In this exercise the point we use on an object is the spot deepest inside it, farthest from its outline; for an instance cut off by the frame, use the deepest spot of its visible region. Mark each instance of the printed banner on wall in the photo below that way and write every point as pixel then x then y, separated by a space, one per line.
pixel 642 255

---

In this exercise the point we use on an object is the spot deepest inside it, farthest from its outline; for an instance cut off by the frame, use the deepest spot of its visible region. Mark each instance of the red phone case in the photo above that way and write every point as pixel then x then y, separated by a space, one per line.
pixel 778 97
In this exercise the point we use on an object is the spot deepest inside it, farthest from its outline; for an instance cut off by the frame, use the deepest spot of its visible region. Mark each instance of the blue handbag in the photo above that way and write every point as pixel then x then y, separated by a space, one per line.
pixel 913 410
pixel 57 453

...

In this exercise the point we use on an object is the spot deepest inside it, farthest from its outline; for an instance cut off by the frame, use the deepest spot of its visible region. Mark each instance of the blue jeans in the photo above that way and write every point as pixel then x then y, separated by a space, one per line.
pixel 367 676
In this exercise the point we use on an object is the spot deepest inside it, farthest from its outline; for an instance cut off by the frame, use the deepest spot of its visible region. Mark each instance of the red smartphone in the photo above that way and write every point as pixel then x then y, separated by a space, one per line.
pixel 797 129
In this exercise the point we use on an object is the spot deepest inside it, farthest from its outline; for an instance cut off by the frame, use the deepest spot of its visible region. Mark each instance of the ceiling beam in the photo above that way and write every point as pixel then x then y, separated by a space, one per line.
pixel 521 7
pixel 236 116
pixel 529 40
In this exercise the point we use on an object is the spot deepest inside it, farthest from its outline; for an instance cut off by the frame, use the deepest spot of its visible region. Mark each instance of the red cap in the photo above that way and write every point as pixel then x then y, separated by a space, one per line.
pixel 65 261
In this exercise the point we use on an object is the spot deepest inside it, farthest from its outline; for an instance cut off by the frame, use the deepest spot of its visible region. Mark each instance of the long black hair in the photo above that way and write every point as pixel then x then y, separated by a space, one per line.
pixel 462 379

* Task goal
Write out the lines starting at the one containing "of the long" and ending at the one containing "pixel 462 379", swapping "visible region" for "visible part" and leaving everything else unchanged.

* Answer for this exercise
In this exercise the point we use on an object is the spot deepest inside it, farthest from its outline; for an instance cut off by the frame, use the deepest spot of its visible part. Mark each instance of the long black hair in the photo above that way and write every point as pixel then x then y, separated by a space, one per line.
pixel 462 379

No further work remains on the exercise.